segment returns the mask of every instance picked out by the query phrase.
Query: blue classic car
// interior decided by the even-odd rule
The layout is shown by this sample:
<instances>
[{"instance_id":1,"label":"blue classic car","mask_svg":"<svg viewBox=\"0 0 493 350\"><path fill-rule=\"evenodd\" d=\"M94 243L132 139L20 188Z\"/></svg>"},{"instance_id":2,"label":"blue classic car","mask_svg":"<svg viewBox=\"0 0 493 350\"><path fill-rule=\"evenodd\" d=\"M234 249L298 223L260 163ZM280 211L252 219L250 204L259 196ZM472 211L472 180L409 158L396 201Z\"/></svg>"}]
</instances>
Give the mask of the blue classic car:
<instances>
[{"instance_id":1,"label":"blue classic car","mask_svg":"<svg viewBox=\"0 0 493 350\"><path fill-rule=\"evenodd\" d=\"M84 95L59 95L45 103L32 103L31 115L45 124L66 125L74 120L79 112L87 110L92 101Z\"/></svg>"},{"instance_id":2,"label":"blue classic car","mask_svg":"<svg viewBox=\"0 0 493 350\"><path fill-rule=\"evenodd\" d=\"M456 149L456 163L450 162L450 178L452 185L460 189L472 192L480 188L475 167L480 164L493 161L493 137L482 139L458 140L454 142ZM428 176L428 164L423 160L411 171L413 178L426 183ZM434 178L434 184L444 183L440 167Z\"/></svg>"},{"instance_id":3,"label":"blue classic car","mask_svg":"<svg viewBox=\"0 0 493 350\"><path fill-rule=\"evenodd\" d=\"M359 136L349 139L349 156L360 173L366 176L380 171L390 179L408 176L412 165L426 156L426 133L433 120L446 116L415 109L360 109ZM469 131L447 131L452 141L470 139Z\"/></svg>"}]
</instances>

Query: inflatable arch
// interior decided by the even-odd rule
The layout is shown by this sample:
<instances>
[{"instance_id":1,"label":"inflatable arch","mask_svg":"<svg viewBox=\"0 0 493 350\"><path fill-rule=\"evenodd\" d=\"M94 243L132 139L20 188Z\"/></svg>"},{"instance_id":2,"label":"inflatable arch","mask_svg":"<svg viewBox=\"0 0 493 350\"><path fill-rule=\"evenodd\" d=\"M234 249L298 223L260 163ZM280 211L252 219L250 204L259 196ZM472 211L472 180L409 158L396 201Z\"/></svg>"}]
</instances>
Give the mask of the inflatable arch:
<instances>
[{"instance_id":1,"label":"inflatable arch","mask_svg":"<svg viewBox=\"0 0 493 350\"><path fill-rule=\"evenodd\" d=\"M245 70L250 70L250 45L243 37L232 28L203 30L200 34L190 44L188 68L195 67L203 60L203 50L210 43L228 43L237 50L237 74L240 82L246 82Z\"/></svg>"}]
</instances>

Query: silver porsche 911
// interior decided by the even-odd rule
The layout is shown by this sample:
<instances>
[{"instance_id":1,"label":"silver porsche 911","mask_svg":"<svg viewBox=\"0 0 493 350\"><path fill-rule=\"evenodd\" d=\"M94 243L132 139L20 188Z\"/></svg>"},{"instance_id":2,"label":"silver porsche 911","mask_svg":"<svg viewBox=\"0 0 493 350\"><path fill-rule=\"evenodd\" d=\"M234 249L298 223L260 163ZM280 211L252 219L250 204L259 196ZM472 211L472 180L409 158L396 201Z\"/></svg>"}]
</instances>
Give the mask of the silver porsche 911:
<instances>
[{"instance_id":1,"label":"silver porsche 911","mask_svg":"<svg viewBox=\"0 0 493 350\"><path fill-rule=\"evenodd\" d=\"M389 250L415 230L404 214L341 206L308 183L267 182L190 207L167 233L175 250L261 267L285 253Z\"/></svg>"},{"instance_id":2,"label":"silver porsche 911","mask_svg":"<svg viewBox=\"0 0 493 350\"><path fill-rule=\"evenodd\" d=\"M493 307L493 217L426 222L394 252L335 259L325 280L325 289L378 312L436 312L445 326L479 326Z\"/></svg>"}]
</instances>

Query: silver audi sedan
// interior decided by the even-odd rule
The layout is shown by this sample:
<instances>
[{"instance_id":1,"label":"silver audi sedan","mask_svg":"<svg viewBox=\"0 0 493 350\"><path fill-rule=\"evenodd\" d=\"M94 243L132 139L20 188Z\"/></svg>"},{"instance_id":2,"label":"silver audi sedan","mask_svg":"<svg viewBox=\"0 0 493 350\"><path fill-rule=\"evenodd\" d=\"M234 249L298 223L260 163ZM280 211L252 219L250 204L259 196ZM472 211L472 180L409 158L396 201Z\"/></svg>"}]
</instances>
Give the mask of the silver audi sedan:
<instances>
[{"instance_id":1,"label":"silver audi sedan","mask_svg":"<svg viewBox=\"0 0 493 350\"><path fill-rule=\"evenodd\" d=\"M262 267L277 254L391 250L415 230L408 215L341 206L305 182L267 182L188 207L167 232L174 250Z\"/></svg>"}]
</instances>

+++

WHAT TO DO:
Repeat the entries exactly, all of them.

TASK RESULT:
segment returns the mask of every instance picked out by the query phrase.
Query: blue classic car
// interior decided by the even-odd rule
The layout is shown by this sample:
<instances>
[{"instance_id":1,"label":"blue classic car","mask_svg":"<svg viewBox=\"0 0 493 350\"><path fill-rule=\"evenodd\" d=\"M94 243L132 139L20 188Z\"/></svg>"},{"instance_id":2,"label":"blue classic car","mask_svg":"<svg viewBox=\"0 0 493 350\"><path fill-rule=\"evenodd\" d=\"M234 249L298 223L260 163ZM280 211L252 219L250 204L259 196ZM472 211L472 180L409 158L396 201Z\"/></svg>"}]
</instances>
Give the mask of the blue classic car:
<instances>
[{"instance_id":1,"label":"blue classic car","mask_svg":"<svg viewBox=\"0 0 493 350\"><path fill-rule=\"evenodd\" d=\"M84 95L59 95L45 103L32 103L31 115L45 124L66 125L74 120L79 112L87 110L92 101Z\"/></svg>"},{"instance_id":2,"label":"blue classic car","mask_svg":"<svg viewBox=\"0 0 493 350\"><path fill-rule=\"evenodd\" d=\"M456 149L456 163L450 162L450 178L452 185L460 189L472 192L480 188L475 167L480 164L493 161L493 137L482 139L458 140L454 142ZM428 176L428 164L423 160L411 171L413 178L426 183ZM434 178L434 184L444 183L440 167Z\"/></svg>"},{"instance_id":3,"label":"blue classic car","mask_svg":"<svg viewBox=\"0 0 493 350\"><path fill-rule=\"evenodd\" d=\"M359 136L349 139L349 156L360 173L366 176L380 171L390 179L408 176L412 165L426 156L426 133L433 120L446 116L415 109L360 109ZM469 131L447 131L452 141L470 139Z\"/></svg>"}]
</instances>

Query: inflatable arch
// interior decided by the even-odd rule
The layout is shown by this sample:
<instances>
[{"instance_id":1,"label":"inflatable arch","mask_svg":"<svg viewBox=\"0 0 493 350\"><path fill-rule=\"evenodd\" d=\"M94 243L132 139L20 188Z\"/></svg>"},{"instance_id":2,"label":"inflatable arch","mask_svg":"<svg viewBox=\"0 0 493 350\"><path fill-rule=\"evenodd\" d=\"M234 249L298 223L260 163ZM280 211L252 219L250 204L259 196ZM472 211L472 180L409 158L396 201Z\"/></svg>"}]
</instances>
Give the mask of the inflatable arch:
<instances>
[{"instance_id":1,"label":"inflatable arch","mask_svg":"<svg viewBox=\"0 0 493 350\"><path fill-rule=\"evenodd\" d=\"M245 70L250 70L250 45L243 37L232 28L203 30L200 34L190 44L188 68L195 67L203 60L203 50L210 43L228 43L237 50L237 74L240 82L246 82Z\"/></svg>"}]
</instances>

Query: silver porsche 911
// interior decided by the even-odd rule
The layout is shown by this sample:
<instances>
[{"instance_id":1,"label":"silver porsche 911","mask_svg":"<svg viewBox=\"0 0 493 350\"><path fill-rule=\"evenodd\" d=\"M94 243L132 139L20 188Z\"/></svg>"},{"instance_id":2,"label":"silver porsche 911","mask_svg":"<svg viewBox=\"0 0 493 350\"><path fill-rule=\"evenodd\" d=\"M234 249L298 223L260 163ZM280 211L252 219L250 204L259 196ZM472 211L472 180L409 158L396 201Z\"/></svg>"}]
</instances>
Give the mask of the silver porsche 911:
<instances>
[{"instance_id":1,"label":"silver porsche 911","mask_svg":"<svg viewBox=\"0 0 493 350\"><path fill-rule=\"evenodd\" d=\"M389 250L415 230L404 214L341 206L308 183L267 182L190 207L167 233L175 250L261 267L285 253Z\"/></svg>"},{"instance_id":2,"label":"silver porsche 911","mask_svg":"<svg viewBox=\"0 0 493 350\"><path fill-rule=\"evenodd\" d=\"M493 307L493 217L426 222L394 252L335 259L325 280L325 289L378 312L436 312L445 326L479 326Z\"/></svg>"}]
</instances>

Query: silver audi sedan
// interior decided by the even-odd rule
The layout is shown by this sample:
<instances>
[{"instance_id":1,"label":"silver audi sedan","mask_svg":"<svg viewBox=\"0 0 493 350\"><path fill-rule=\"evenodd\" d=\"M94 243L132 139L20 188Z\"/></svg>"},{"instance_id":2,"label":"silver audi sedan","mask_svg":"<svg viewBox=\"0 0 493 350\"><path fill-rule=\"evenodd\" d=\"M234 249L298 223L260 163ZM280 211L252 219L250 204L259 196ZM472 211L472 180L409 158L396 201Z\"/></svg>"}]
</instances>
Give the mask of the silver audi sedan:
<instances>
[{"instance_id":1,"label":"silver audi sedan","mask_svg":"<svg viewBox=\"0 0 493 350\"><path fill-rule=\"evenodd\" d=\"M262 267L277 254L391 250L415 230L408 215L341 206L305 182L267 182L188 207L167 232L174 250Z\"/></svg>"}]
</instances>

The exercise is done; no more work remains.